MATERIALS PROVIDED:
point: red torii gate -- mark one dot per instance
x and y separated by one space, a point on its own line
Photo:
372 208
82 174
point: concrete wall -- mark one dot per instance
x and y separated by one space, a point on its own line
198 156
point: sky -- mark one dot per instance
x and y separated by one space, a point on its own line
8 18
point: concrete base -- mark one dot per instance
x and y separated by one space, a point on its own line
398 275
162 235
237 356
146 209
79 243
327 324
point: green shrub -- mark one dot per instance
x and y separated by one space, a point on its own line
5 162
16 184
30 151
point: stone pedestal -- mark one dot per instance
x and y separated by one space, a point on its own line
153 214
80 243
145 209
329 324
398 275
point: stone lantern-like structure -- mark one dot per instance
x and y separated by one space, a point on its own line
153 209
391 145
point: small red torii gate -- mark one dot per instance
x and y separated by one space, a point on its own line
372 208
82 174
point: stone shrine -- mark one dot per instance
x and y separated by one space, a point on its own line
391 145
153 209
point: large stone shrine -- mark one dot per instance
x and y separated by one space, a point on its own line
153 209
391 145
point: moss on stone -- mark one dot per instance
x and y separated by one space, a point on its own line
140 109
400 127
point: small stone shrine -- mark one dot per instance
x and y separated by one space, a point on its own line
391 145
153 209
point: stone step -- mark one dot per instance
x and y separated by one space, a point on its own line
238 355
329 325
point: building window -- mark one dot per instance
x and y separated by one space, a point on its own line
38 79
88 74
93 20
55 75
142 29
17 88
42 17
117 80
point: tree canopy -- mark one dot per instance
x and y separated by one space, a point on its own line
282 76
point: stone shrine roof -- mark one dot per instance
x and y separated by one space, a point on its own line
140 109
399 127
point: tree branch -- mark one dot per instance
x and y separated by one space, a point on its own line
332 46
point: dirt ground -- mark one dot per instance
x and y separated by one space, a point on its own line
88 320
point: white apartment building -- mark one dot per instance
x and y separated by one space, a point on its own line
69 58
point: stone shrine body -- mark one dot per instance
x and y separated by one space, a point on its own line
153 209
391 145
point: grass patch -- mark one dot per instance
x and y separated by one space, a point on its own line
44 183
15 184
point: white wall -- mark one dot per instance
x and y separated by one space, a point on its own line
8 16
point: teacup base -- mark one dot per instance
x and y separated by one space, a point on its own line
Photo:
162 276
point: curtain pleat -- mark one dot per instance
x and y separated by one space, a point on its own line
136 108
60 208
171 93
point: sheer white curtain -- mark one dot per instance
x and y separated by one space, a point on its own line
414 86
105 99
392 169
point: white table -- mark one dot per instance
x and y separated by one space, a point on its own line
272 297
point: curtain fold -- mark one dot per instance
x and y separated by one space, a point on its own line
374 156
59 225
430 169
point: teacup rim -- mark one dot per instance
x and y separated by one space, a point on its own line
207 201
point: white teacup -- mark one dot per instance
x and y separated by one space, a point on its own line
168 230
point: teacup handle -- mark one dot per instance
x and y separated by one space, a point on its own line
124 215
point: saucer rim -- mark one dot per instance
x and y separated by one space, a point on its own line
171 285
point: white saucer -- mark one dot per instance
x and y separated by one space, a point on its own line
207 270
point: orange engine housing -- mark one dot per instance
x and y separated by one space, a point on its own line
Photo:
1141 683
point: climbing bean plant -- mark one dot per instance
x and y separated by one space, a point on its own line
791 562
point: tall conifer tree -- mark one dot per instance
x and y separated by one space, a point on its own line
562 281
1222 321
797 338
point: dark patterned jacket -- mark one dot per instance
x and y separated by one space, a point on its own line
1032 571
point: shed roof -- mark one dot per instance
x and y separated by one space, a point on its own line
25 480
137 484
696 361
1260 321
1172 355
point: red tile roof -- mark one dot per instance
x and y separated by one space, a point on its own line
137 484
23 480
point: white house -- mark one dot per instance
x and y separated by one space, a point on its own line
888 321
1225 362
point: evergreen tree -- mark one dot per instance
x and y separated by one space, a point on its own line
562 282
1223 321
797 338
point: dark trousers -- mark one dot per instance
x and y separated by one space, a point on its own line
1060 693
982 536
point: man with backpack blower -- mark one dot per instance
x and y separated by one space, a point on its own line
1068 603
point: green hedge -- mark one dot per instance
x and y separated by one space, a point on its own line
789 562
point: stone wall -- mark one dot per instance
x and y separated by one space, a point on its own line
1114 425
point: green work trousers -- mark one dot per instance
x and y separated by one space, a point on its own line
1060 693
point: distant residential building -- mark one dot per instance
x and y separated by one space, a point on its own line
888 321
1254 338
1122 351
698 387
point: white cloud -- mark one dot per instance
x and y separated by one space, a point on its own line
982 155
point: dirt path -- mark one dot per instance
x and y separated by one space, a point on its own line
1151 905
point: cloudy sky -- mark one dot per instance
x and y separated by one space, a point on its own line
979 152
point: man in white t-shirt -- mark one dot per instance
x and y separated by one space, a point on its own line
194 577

INSTRUCTIONS TO FOLLOW:
Reproduce every row above word for word.

TASK RESULT:
point: red torii gate -- mark one dot per instance
x and y separated by one space, a point on its own line
Photo:
372 208
82 174
point: concrete wall -- mark one dot per instance
x and y separated by one space, a point on its own line
198 156
point: sky -- mark one dot per instance
x and y separated by one space, a point on its own line
8 18
point: concrete base -- mark one dot per instance
x and y separated by one space, a point on its own line
398 275
162 235
237 356
146 209
79 243
327 324
point: green shrub -- mark one dot per instance
x and y separated by one space, a point on its own line
5 162
16 184
30 151
point: stone pedestal -- mark one dot per instance
x and y separated by one space, a point on its own line
153 214
80 243
145 209
329 324
398 275
point: stone lantern-like structure -- mark one dot per instance
x and y separated by one space, a point on its own line
153 209
391 145
point: small red torii gate -- mark one dot per instance
x and y separated by one space, a point on its own line
372 208
82 174
point: stone shrine -- mark one dot per instance
x and y separated by one space, a point on its own line
391 145
153 209
point: large stone shrine -- mark one dot per instance
x and y separated by one space, a point on its own line
153 209
391 145
point: moss on stone -- mark one dot per instance
x and y separated by one space, a point on its own line
140 109
400 127
point: small stone shrine -- mark one dot per instance
x and y separated by one space, a point on its own line
391 145
153 209
point: stone step -- mark one dot per instance
x and y separated by one space, a point on its own line
238 355
329 325
point: building window -- mark one dot per instance
x and y separated by one space, a point on its own line
38 79
88 74
93 20
55 75
142 29
17 88
42 17
117 80
point: tree canopy -- mark one dot per instance
x and y separated by one space, a point on its own line
282 76
point: stone shrine roof -- mark one dot per instance
x and y separated by one space, a point on its own line
140 109
399 127
point: tree branch -- mark one dot per instance
x and y separated by one space, a point on its own line
332 46
point: dirt ground -- mark one dot per instance
x and y separated by one space, a point on its own line
88 320
point: white apartment building -- mark one dot per instance
x and y separated by one space, a point on its own line
69 58
point: stone shrine body -- mark one dot per instance
x and y separated by one space, a point on its own line
153 209
391 145
point: grass patch -- mark one dot per instance
x and y separated by one space, a point on its own line
44 183
15 184
point: white wall -- mark one dot per instance
x and y separated by one space, a point on its own line
8 16
point: teacup base -- mark one dot per instance
x and y separated by one space, a point on its own line
Photo:
162 276
point: curtain pleat -- mark one dot per instance
x and y separated by one space, a point on its own line
136 108
60 208
171 93
point: sheer white curtain -- mark one dot per instance
x and y separated by one space, a point on its own line
414 86
105 99
392 169
point: white table -- mark one dot per instance
x and y separated by one space, a point on its own line
272 297
point: curtain fold -- mark one dot per instance
x and y separated by one space, a point on its own line
374 156
59 225
430 169
point: teacup rim -- mark one dot per instance
x and y separated by one space, a point on its own line
207 201
point: white teacup -- mark one dot per instance
x and y separated by one space, a point on its own line
168 230
point: teacup handle -- mark one dot per instance
x and y separated by one space, a point on its own line
124 215
point: saucer rim -- mark one dot per instance
x and y separated by one space, a point on its own line
171 285
point: white saucer -- mark one dot per instance
x and y separated by one space, a point on its own line
207 270
point: orange engine housing -- mark one dot per instance
x and y separated by one space, a point on its own line
Photo:
1141 683
point: climbing bean plant -- mark one dot per instance
x and y separated by one space, a point on its own line
791 562
point: tall conifer tree -- mark one dot per instance
x and y separated by one space, a point on its own line
562 281
1222 321
797 338
point: dark patterned jacket -- mark one dot per instance
x and y separated by one space, a point on its own line
1032 571
point: shed roof -- mark one dot per instance
x and y separated by one space, a point on its own line
25 480
137 484
696 361
1260 321
1172 355
point: red tile roof -- mark one dot per instance
x and y separated by one space, a point on its own line
137 484
23 480
point: white house -- mark one dot per instance
x and y separated by one space, a point on its own line
888 321
1225 362
point: evergreen tree -- mark one dot per instance
x and y separated by one space, a point on its own line
562 282
1223 321
797 338
point: dark trousers -- mark one dot per instance
x and y separated by one space, a point on its own line
1060 693
982 536
point: man with backpack blower -- mark one dot per instance
x and y separated by one space, a point on its own line
1068 603
point: green hedge -- mark one dot per instance
x and y separated by one space, a point on its own line
789 562
point: stone wall -- mark one dot per instance
x and y separated by one space, a point on its own line
1114 425
point: green work trousers -- mark one dot per instance
x and y separated by one space, a point on its own line
1060 693
point: distant residential building -- mark one dot per instance
x and y separated by one space, a point on its own line
888 321
1254 338
1122 351
698 387
point: white cloud -- mark one dot per instance
x and y separated by one space, a point on its own line
982 155
point: dirt path -- mark one dot per instance
x and y separated by one space, a point on its own line
1151 905
point: cloudy sky -- mark one dot per instance
x and y separated by one space, a point on its own line
979 152
point: man in white t-shirt -- mark one dot per instance
x and y separated by one space, a point on its own line
194 577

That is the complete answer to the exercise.